Return each line of the entries below that contains the string "clicks". Matching is case-sensitive.

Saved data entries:
════

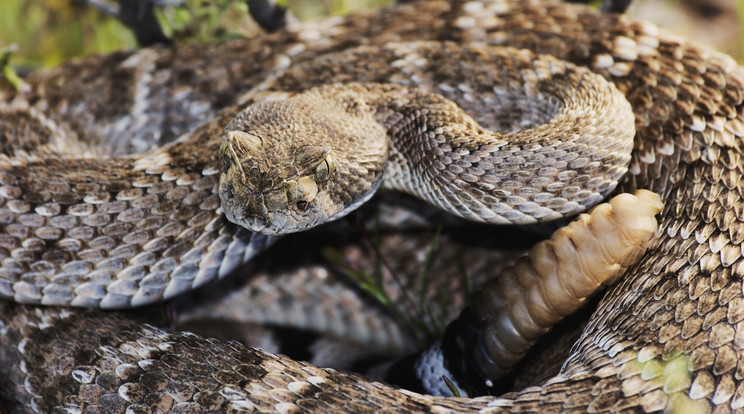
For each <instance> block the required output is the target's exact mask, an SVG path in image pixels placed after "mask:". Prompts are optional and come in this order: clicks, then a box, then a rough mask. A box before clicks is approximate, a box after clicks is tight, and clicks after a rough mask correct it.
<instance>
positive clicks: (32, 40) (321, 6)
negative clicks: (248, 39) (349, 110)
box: [0, 0, 744, 70]
mask: <svg viewBox="0 0 744 414" xmlns="http://www.w3.org/2000/svg"><path fill="white" fill-rule="evenodd" d="M95 1H96V2H98V3H104V4H105V3H107V2H108V3H109V4H113V5H115V0H95ZM393 1H394V0H276V2H277V3H279V4H281V5H284V6H286V7H288V8H289V9H290V11H291V12H292V14H293V15H294V16H296V17H297V18H299V19H300V20H314V19H319V18H322V17H325V16H331V15H343V14H348V13H351V12H354V11H358V10H364V9H370V8H377V7H380V6H383V5H385V4H390V3H392V2H393ZM596 1H600V0H596ZM636 1H637V2H638V1H642V0H636ZM669 1H672V2H673V3H676V2H677V1H679V0H669ZM733 2H734V6H735V8H736V11H737V14H738V15H739V21H744V0H733ZM86 3H87V1H86V0H0V50H3V49H5V48H6V47H8V46H9V45H11V44H16V45H17V46H18V47H17V51H16V52H14V53H13V54H12V56H11V59H10V65H11V66H13V67H15V68H21V70H23V69H27V68H28V69H30V68H36V67H40V66H54V65H57V64H59V63H60V62H62V61H65V60H69V59H70V58H72V57H76V56H85V55H88V54H90V53H108V52H111V51H115V50H121V49H126V48H133V47H135V46H136V42H135V39H134V36H133V35H132V34H131V32H130V31H129V30H128V29H127V28H126V27H125V26H123V25H122V24H121V23H119V22H118V21H117V20H116V19H114V18H113V17H111V16H109V15H107V14H105V13H103V12H101V11H100V10H98V9H96V8H94V7H91V6H89V5H86ZM164 3H169V4H179V6H168V7H159V8H157V9H156V15H157V17H158V19H159V21H160V22H161V27H162V28H163V30H164V32H165V33H166V35H167V36H169V37H172V38H173V39H175V40H176V41H199V42H203V41H211V40H216V39H224V38H228V37H234V36H250V35H252V34H254V33H256V32H257V30H258V29H257V28H256V26H255V24H254V23H253V22H252V19H251V18H250V17H249V15H248V10H247V6H246V4H245V1H244V0H168V1H166V2H164ZM738 40H739V43H740V44H741V45H744V32H742V31H740V35H739V39H738ZM742 47H744V46H742ZM739 49H741V47H740V48H739ZM730 53H733V55H734V57H736V58H738V59H740V60H741V59H742V57H744V51H742V52H738V53H737V49H736V48H733V51H730Z"/></svg>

════

## REPLY
For each <instance> block the required output is the target's exact mask, an SVG path in image pixels placed after "mask:". Prompts are optional and come in this order: clicks, then a box, then a rough mask. A box before clicks is approximate, a box after clicks is tight, and clicks after a rough mask correct it.
positive clicks: (32, 40) (321, 6)
negative clicks: (248, 39) (349, 110)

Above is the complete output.